### What is asked
Please copy out every line of the material below word for word, changing nothing.

|---|

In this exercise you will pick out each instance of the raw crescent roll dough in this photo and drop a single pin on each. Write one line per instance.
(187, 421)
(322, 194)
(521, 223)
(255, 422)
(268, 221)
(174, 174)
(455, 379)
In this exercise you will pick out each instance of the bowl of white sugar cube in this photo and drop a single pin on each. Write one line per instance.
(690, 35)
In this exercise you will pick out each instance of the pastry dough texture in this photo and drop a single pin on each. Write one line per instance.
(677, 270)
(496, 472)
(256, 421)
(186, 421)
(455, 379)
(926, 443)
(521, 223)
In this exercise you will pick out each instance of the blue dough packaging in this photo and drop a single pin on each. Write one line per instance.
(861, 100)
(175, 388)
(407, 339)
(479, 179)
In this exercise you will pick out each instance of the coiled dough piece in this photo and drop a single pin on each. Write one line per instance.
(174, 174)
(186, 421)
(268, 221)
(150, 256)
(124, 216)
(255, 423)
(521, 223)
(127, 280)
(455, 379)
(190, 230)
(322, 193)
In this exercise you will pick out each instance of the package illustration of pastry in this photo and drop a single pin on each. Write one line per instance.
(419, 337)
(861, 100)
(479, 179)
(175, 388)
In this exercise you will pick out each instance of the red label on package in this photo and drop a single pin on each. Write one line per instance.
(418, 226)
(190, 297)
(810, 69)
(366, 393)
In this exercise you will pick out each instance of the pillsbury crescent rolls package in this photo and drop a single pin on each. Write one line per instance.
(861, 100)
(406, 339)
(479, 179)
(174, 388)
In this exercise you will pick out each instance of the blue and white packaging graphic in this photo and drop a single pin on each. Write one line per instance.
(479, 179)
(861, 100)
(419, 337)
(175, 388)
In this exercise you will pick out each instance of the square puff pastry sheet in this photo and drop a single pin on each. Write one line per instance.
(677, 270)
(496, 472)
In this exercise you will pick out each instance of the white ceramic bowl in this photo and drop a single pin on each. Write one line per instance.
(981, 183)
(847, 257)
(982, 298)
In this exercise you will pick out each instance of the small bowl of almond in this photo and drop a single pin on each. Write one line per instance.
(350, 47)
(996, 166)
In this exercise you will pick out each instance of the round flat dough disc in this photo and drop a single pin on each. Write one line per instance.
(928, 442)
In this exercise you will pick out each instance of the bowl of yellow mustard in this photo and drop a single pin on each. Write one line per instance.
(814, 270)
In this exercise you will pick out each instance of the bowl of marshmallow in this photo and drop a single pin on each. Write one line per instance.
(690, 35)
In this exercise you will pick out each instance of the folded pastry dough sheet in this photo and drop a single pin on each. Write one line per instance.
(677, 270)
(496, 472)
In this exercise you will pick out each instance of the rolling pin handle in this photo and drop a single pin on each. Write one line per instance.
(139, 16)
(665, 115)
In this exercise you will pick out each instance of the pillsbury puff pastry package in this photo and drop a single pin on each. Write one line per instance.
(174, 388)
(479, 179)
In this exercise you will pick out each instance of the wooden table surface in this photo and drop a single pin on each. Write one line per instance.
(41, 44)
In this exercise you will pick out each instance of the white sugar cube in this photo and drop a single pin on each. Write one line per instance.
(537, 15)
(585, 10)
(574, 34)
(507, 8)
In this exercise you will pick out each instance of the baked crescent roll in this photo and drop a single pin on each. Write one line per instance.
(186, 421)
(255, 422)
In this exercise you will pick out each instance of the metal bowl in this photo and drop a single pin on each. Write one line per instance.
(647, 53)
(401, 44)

|---|

### Right answer
In this exercise you will pick out each instance of the raw crescent roll dough in this photo and drop a single pin on each. Write one line per instance.
(187, 421)
(322, 194)
(521, 223)
(255, 422)
(268, 221)
(174, 174)
(455, 379)
In this exercise you will pick out each instance of the bowl of white sugar cube in this photo and drop a single pin on each. Write one line per instance.
(690, 35)
In this exercise you will pick out each instance of the pastry dough texture in this photo and drop a single pin on each. Write one line per instance.
(677, 270)
(496, 472)
(256, 421)
(186, 421)
(455, 379)
(926, 443)
(521, 223)
In this exercise you will pick out each instance of the blue dough packaging in this photo and drop a single pin on each. Write one line per instance.
(861, 100)
(175, 388)
(407, 339)
(479, 179)
In this exercise you will pick out each instance of the coiled dough piece in this photo and drop a single pin on each. Write one line per instance.
(174, 174)
(186, 421)
(268, 221)
(150, 256)
(124, 216)
(255, 423)
(521, 223)
(127, 280)
(455, 379)
(190, 230)
(322, 193)
In this exercise you will pick out each instance of the package illustration of pastry in this photo and drop a single pin on each. Write one line per instance.
(419, 337)
(861, 100)
(479, 179)
(175, 388)
In this exercise you will pick out each instance of the red label on package in this photo and drop a single pin on each. Write one line per instance.
(418, 226)
(190, 297)
(810, 69)
(366, 393)
In this exercise you will pick out each instance of the pillsbury crescent rolls package in this photo and drop a single pin on each. Write one line per instance.
(861, 100)
(406, 339)
(479, 179)
(174, 388)
In this exercise you will pick out each instance of the blue and white packaging graphic in this photo and drop a single pin on each. Write one line per instance.
(479, 179)
(861, 100)
(419, 337)
(175, 388)
In this exercise you will pick out each instance of the square puff pastry sheet in this photo and drop a single pin on each. Write one line per instance.
(677, 270)
(496, 472)
In this exercise you will pick out each instance of the white ceramic bowl in this photo and drop a single pin on each. Write one line per instance.
(981, 183)
(847, 257)
(982, 298)
In this exercise you will pick out each instance of the small bowl of almond in this photo and drop a single pin on each. Write one line per instance.
(350, 47)
(996, 166)
In this exercise you will pick out each instance of the round flat dough disc in this photo and drop a single pin on each. Write one line per instance.
(928, 442)
In this exercise you will pick out each instance of the bowl of yellow mustard in this photo and drop a single pin on each. Write one line per instance.
(814, 270)
In this exercise you will pick out each instance of the bowl of marshmallow in this photo and drop a single pin on each. Write one line per instance.
(690, 35)
In this exercise you will pick out each instance of the folded pastry dough sheet in this photo and drop a single pin on each. Write one line per instance.
(677, 270)
(496, 472)
In this exercise you will pick out each instance of the rolling pin handle in this photo and drop a single pin on each. Write one line per instance.
(139, 16)
(665, 115)
In this exercise you will pick out each instance of the pillsbury puff pastry package in this photo and drop a single pin on each. Write one line per instance.
(174, 388)
(479, 179)
In this exercise you will pick out each instance of the wooden table surface in this photo and drop a single pin on each. Write one line per instance.
(41, 44)
In this exercise you will pick out each instance of the white sugar cube in this photo and drop a single pin on each. Write one line per instance.
(537, 15)
(585, 10)
(574, 34)
(507, 8)
In this exercise you will pick out each instance of the baked crescent roll in this photo and drop a single pin on each. Write one line per instance.
(186, 421)
(255, 422)
In this exercise you will pick out each instance of the metal bowl in this photo and drop a single pin on each. Write one line per instance.
(647, 53)
(401, 44)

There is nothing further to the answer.